◆ **What the exercise asks**:
Reproduce every line of the data below word for word, leaving out the pictures.

───── Raw data ─────

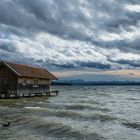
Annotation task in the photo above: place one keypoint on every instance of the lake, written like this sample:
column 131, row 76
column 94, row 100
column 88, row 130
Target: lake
column 77, row 113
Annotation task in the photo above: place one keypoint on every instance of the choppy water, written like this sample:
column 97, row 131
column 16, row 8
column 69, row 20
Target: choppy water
column 77, row 113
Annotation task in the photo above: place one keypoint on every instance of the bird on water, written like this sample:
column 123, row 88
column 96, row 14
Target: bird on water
column 6, row 125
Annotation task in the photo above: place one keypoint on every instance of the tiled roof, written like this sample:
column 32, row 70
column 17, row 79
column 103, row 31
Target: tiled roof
column 29, row 71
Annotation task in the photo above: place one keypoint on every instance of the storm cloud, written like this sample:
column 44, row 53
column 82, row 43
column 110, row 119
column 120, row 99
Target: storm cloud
column 101, row 34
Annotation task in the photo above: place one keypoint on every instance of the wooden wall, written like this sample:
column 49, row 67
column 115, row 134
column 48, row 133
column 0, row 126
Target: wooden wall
column 8, row 80
column 28, row 86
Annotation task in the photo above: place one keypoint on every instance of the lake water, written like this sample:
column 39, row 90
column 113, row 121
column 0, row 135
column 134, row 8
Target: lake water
column 77, row 113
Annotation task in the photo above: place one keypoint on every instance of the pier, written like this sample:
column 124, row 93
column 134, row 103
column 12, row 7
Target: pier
column 13, row 96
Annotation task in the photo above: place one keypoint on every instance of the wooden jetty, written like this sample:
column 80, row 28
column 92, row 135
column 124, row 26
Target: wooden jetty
column 18, row 80
column 14, row 96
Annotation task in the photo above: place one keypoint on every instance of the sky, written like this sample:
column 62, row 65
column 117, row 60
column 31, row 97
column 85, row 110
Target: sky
column 85, row 39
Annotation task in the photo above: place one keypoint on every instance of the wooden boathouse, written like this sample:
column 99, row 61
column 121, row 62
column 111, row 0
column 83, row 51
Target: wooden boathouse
column 18, row 80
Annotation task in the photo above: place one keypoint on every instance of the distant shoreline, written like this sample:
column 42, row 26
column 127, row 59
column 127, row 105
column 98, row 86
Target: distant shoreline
column 97, row 84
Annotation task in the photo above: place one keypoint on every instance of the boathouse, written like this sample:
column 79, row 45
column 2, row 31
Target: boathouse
column 23, row 80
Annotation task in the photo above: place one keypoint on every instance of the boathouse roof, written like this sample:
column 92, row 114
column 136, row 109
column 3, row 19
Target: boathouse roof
column 22, row 70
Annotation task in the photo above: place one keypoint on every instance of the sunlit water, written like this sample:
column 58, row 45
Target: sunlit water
column 77, row 113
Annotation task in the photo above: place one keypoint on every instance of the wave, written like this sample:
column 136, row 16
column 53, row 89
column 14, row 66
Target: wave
column 59, row 130
column 37, row 108
column 85, row 107
column 101, row 117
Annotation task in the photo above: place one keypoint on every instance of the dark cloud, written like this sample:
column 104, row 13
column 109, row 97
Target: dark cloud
column 71, row 34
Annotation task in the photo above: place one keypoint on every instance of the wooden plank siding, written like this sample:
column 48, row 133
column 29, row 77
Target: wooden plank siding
column 8, row 80
column 28, row 86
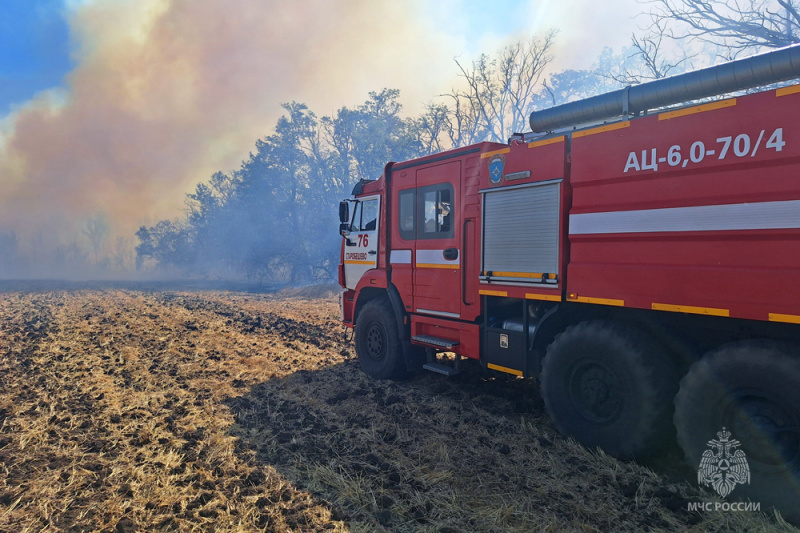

─────

◆ **Final result**:
Annotation task in the photo above: place one keypoint on every instance of the lake, written like this sample:
column 131, row 76
column 94, row 100
column 88, row 130
Target: lake
column 77, row 113
Annotation task in the photo above: place one keypoint on every instance of the choppy water, written like this sample:
column 97, row 131
column 16, row 8
column 69, row 20
Target: choppy water
column 77, row 113
Annotation task in the photo above: place one keypoint on every instance of the bird on water, written like this sample:
column 123, row 88
column 96, row 14
Target: bird on water
column 6, row 125
Annotation task in the photo above: place one keypoint on every instance of the tiled roof, written like this sample:
column 32, row 70
column 17, row 79
column 103, row 31
Target: tiled roof
column 29, row 71
Annotation task in the photo above: place one keypoint on every instance of the storm cloud, written like this sample:
column 44, row 53
column 82, row 43
column 110, row 119
column 120, row 99
Target: storm cloud
column 101, row 34
Annotation task in the photo above: place one keypoint on every instance of the wooden wall, written like this sample:
column 49, row 67
column 115, row 134
column 48, row 133
column 0, row 126
Target: wooden wall
column 8, row 80
column 28, row 86
Annotation task in the photo above: place one keypoint on every instance of the lake water, written like this sample:
column 39, row 90
column 113, row 121
column 0, row 135
column 134, row 8
Target: lake water
column 77, row 113
Annotation task in the photo above: place one keypoint on every instance of the pier, written like this sample:
column 124, row 93
column 134, row 103
column 12, row 7
Target: pier
column 13, row 96
Annotation task in the photo above: place one keypoint on every instance of the wooden jetty, written like this sample:
column 80, row 28
column 92, row 135
column 124, row 26
Target: wooden jetty
column 18, row 80
column 14, row 96
Annotation task in the photo above: place one keypoint on every instance of the sky, written like this sample:
column 62, row 65
column 117, row 60
column 31, row 97
column 85, row 110
Target: sky
column 85, row 39
Annotation task in the photo above: place one keypoint on every instance of the wooden boathouse, written like this sample:
column 99, row 61
column 121, row 62
column 111, row 0
column 83, row 51
Target: wooden boathouse
column 18, row 80
Annotation task in the photo above: place one keypoint on every instance of the distant shoreline, written like this sample:
column 42, row 26
column 127, row 59
column 127, row 105
column 98, row 86
Target: distant shoreline
column 97, row 84
Annotation task in the photo above: place one keypoint on every instance of the boathouse, written like this sample:
column 79, row 45
column 2, row 31
Target: boathouse
column 23, row 80
Annotation task in the photo above: place one keypoint on every instance of the boathouse roof, written like this sample:
column 92, row 114
column 136, row 109
column 3, row 19
Target: boathouse roof
column 22, row 70
Annotation task in the photo above: place one keypoint on every instance of the sunlit water, written like this sample:
column 58, row 45
Target: sunlit water
column 77, row 113
Annotation task in the photo above: place one keypoint on every instance of the wave, written like this sample:
column 136, row 16
column 53, row 89
column 14, row 66
Target: wave
column 59, row 130
column 37, row 108
column 85, row 107
column 101, row 117
Annotation task in the photo above: place one keypoint on every instance of the dark cloud, written like this sample:
column 104, row 13
column 109, row 97
Target: dark cloud
column 71, row 34
Annotation task in the photo above: place one keypoint on every instance of the wooden plank siding, written like this sample:
column 48, row 133
column 29, row 77
Target: wooden plank siding
column 8, row 80
column 28, row 86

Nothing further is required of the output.